Restate the whole listing exactly.
[begin Input rows]
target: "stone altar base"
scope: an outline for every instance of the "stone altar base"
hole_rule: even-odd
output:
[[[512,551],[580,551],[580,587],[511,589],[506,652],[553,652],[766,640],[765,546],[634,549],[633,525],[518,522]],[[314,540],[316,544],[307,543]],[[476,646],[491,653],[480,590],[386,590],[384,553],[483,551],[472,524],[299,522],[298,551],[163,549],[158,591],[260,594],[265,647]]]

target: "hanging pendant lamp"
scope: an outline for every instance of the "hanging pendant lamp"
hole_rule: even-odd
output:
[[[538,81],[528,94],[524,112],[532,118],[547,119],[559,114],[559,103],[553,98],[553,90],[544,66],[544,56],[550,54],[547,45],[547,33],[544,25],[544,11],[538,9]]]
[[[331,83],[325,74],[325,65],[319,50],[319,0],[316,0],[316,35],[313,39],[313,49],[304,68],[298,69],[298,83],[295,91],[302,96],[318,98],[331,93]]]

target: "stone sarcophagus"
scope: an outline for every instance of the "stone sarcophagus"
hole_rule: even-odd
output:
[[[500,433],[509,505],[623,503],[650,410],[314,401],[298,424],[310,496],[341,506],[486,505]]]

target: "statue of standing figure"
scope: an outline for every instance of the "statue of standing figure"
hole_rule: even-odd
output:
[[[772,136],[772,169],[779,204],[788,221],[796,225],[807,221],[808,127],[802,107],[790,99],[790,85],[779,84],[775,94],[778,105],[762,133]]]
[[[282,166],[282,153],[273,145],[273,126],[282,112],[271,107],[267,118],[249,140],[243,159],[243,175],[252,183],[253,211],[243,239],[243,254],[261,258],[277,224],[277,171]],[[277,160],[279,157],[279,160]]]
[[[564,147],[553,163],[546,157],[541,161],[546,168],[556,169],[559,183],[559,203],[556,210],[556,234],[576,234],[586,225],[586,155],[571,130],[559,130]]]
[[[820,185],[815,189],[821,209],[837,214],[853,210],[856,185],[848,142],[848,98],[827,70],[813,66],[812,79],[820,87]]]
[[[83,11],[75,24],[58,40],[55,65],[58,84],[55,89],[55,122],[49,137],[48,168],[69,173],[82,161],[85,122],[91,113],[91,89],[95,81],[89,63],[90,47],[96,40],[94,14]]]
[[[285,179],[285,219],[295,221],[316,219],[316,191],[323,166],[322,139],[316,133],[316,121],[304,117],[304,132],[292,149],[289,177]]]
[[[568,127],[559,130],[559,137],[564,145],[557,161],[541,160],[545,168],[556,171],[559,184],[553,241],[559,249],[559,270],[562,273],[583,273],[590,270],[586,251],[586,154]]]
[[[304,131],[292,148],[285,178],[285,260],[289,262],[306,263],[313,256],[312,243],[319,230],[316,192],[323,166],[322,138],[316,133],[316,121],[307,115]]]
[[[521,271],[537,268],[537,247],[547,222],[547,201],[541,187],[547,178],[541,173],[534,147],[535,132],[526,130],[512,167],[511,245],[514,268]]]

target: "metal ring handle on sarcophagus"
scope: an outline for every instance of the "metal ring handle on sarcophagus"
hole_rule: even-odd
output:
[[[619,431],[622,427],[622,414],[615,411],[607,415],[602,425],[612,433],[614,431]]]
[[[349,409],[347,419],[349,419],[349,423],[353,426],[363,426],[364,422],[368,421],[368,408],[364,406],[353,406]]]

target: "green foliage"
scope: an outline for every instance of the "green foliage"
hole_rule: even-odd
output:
[end Input rows]
**Output for this exercise**
target: "stone altar base"
scope: an outline for every instance of the "stone altar base"
hole_rule: even-odd
output:
[[[512,551],[580,551],[580,587],[511,589],[506,652],[553,652],[766,640],[765,546],[634,549],[633,525],[518,522]],[[314,540],[316,544],[307,543]],[[476,646],[491,653],[480,590],[386,590],[384,553],[483,551],[472,524],[299,522],[298,551],[163,549],[158,591],[260,594],[265,647]]]

target: "hanging pendant lamp"
scope: an outline for every instance of the "hanging pendant lamp"
hole_rule: even-odd
output:
[[[538,81],[528,94],[524,112],[532,118],[547,119],[559,114],[559,103],[553,98],[553,90],[544,66],[544,56],[550,54],[547,45],[547,33],[544,25],[544,11],[538,9]]]
[[[331,83],[325,74],[325,65],[319,50],[319,0],[316,0],[316,35],[313,39],[313,49],[304,68],[298,69],[298,83],[295,91],[302,96],[318,98],[331,93]]]

target: "stone sarcophagus"
scope: an outline for every instance of the "stone sarcophagus"
hole_rule: even-odd
output:
[[[500,433],[509,505],[623,503],[650,410],[314,401],[298,424],[310,496],[341,506],[486,505]]]

target: "statue of standing figure"
scope: an outline for every instance of the "statue of standing figure"
hole_rule: even-odd
output:
[[[772,136],[772,169],[779,204],[788,221],[796,225],[807,221],[808,127],[802,107],[790,99],[790,85],[779,84],[775,94],[778,105],[762,133]]]
[[[282,166],[282,153],[273,145],[273,126],[282,112],[271,107],[267,118],[249,140],[243,159],[243,175],[252,183],[253,211],[243,239],[243,254],[261,258],[277,224],[277,171]],[[277,160],[279,157],[279,160]]]
[[[564,147],[553,163],[546,157],[541,161],[546,168],[556,169],[559,183],[559,203],[556,210],[556,234],[576,234],[586,225],[586,155],[571,130],[559,130]]]
[[[820,185],[815,189],[821,209],[837,214],[853,210],[856,185],[848,142],[848,98],[827,70],[813,66],[812,79],[820,87]]]
[[[83,11],[75,24],[58,40],[55,65],[58,84],[55,89],[55,122],[49,137],[48,168],[69,173],[82,161],[85,122],[91,113],[91,89],[95,81],[89,63],[90,47],[96,40],[94,14]]]
[[[285,179],[285,219],[295,221],[316,219],[316,191],[323,166],[322,139],[316,133],[316,121],[304,117],[304,132],[292,149],[289,177]]]
[[[568,127],[559,130],[559,137],[564,145],[557,161],[541,160],[545,168],[556,171],[559,184],[553,241],[559,249],[559,270],[562,273],[583,273],[590,270],[586,251],[586,154]]]
[[[304,131],[292,148],[285,178],[285,260],[289,262],[306,263],[313,256],[312,243],[319,230],[316,192],[323,166],[322,138],[316,133],[316,121],[307,115]]]
[[[521,271],[537,268],[537,247],[547,222],[547,201],[541,187],[547,178],[541,173],[534,147],[535,132],[526,130],[512,167],[511,245],[514,268]]]

target: "metal ring handle on sarcophagus"
scope: an outline for every instance of the "metal ring handle on sarcophagus"
hole_rule: even-odd
output:
[[[619,431],[622,427],[622,414],[615,411],[607,415],[602,425],[612,433],[614,431]]]
[[[349,409],[347,419],[349,419],[349,423],[353,426],[363,426],[364,422],[368,421],[368,408],[364,406],[353,406]]]

target: "green foliage"
scope: an outline for every instance of the "green foliage"
hole_rule: even-odd
output:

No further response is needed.